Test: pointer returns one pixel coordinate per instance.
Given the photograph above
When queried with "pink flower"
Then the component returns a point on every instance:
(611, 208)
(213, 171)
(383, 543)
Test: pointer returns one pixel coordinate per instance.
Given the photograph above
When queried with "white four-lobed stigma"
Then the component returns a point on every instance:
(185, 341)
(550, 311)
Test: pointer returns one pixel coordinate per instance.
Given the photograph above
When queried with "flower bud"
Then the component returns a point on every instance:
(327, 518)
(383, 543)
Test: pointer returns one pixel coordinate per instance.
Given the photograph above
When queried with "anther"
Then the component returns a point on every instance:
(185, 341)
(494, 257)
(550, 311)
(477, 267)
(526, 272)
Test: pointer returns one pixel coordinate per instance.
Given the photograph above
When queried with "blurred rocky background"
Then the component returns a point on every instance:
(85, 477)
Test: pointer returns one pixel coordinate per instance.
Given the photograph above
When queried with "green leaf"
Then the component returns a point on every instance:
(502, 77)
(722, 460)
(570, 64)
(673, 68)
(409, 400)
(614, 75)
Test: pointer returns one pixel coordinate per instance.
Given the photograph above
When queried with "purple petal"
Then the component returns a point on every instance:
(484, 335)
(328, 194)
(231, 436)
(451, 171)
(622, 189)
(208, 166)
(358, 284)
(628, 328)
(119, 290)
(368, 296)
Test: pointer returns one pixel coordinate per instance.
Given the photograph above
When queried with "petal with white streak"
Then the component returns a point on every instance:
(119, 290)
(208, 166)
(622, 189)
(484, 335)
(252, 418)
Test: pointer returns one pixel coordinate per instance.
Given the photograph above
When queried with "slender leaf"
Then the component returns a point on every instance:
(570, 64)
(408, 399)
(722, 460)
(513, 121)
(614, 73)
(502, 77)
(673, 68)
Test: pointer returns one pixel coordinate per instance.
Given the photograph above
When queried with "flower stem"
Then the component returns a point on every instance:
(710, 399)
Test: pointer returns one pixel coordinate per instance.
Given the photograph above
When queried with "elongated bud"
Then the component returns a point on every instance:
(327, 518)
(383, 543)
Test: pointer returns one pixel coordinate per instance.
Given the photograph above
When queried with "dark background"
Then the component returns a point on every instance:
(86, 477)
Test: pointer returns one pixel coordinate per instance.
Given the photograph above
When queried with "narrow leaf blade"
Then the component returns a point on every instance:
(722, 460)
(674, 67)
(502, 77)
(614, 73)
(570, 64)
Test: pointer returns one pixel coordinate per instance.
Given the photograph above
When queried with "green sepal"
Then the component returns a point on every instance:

* Problem description
Please count the lines in the listing above that contain the string "background", treating uppercase and lowercase letters as different. Give only that number.

* The result
2